• **Material for this exercise**
* * * * * * *

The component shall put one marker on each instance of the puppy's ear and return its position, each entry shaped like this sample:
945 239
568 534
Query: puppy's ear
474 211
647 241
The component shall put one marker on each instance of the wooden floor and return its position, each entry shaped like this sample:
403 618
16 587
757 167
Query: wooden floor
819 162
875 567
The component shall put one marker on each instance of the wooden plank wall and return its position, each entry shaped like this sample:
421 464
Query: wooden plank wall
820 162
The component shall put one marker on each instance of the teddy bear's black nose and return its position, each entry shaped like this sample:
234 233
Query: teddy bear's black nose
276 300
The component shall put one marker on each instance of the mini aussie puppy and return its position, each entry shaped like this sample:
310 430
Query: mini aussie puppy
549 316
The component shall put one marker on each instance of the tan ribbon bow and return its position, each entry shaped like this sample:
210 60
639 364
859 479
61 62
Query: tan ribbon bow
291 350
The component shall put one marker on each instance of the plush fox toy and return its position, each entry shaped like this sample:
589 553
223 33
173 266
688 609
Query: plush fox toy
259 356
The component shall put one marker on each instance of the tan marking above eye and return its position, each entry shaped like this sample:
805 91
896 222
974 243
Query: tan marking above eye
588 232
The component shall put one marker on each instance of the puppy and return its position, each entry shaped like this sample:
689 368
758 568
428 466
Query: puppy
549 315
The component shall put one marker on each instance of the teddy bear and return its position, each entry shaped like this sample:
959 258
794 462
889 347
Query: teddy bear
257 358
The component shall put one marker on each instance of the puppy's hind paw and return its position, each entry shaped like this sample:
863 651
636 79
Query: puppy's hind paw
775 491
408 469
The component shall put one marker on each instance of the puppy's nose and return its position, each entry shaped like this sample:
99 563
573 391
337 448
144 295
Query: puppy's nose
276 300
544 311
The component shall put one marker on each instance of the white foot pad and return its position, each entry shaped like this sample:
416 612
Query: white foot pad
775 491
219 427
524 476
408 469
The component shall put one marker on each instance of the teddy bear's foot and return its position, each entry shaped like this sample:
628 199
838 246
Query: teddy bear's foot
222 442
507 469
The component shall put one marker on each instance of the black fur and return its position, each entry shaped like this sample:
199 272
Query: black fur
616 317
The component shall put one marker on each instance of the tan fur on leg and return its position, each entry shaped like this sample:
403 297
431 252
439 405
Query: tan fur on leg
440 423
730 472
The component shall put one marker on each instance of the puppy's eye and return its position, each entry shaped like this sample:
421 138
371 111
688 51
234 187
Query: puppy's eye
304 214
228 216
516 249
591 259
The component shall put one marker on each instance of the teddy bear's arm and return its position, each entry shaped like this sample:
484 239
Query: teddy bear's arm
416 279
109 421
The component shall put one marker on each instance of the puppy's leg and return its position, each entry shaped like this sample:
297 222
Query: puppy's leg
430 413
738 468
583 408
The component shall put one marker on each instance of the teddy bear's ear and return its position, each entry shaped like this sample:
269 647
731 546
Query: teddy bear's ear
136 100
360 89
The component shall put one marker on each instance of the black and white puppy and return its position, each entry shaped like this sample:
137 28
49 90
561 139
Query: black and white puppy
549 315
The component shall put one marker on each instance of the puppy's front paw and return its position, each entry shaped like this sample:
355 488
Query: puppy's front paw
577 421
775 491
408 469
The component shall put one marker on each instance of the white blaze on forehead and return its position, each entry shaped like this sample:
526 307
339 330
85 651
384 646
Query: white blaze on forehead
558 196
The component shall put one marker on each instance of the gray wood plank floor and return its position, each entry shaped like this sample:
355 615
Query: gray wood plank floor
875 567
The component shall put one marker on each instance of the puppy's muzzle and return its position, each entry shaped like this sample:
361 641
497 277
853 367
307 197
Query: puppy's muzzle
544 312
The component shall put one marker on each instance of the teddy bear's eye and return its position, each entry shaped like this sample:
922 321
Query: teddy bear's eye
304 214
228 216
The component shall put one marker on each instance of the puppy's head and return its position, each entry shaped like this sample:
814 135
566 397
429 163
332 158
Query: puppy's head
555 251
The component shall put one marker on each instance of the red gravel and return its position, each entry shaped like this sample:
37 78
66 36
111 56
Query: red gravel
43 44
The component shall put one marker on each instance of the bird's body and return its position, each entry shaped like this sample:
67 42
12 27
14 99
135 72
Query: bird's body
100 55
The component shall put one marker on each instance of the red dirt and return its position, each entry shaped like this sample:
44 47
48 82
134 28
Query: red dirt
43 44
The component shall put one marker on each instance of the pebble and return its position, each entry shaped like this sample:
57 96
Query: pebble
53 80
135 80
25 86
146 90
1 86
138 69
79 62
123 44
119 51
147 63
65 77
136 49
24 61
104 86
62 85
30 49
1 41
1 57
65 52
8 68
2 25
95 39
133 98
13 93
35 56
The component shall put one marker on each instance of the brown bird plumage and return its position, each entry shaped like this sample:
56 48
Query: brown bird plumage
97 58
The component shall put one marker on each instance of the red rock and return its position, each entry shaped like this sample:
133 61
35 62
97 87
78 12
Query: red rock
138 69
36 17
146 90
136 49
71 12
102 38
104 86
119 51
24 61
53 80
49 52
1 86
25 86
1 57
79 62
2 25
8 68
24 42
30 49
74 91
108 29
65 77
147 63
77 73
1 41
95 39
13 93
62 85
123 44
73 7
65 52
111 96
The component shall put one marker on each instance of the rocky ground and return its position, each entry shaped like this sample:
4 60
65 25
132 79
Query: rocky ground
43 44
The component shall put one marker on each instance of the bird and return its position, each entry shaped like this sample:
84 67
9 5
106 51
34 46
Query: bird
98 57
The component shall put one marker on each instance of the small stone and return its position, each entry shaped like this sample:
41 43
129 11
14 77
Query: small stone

* * * * * * *

• **Exercise task**
Take the lines from the one containing "of the brown" to the last line of the material above and write them out exactly.

• **Answer**
The component shall put one marker on each instance of the brown bird plumage and return its position, each entry shaped like this sample:
56 48
Query: brown bird plumage
97 58
The component shall put one marker on each instance of the red rock and return its position, each entry shaped like this sample:
133 61
35 62
97 87
78 12
Query: red rock
138 69
36 17
146 90
136 49
71 12
102 38
104 86
119 51
24 61
53 80
49 52
1 86
25 86
1 57
79 62
2 25
8 68
24 42
30 49
74 91
108 29
65 77
147 63
77 73
1 41
95 39
13 93
62 85
123 44
73 7
65 52
111 96
The component shall put one marker on each instance of the rocky ground and return its position, each entry shaped like this sample:
4 60
65 25
132 79
Query: rocky ground
43 44
The component shall put one marker on each instance of the bird and return its position, each entry shaped like this sample:
84 67
9 5
106 51
34 46
Query: bird
98 57
The component shall put one marker on each instance of the small stone and return its position, each entry shaped like this sample:
41 43
129 11
14 77
Query: small stone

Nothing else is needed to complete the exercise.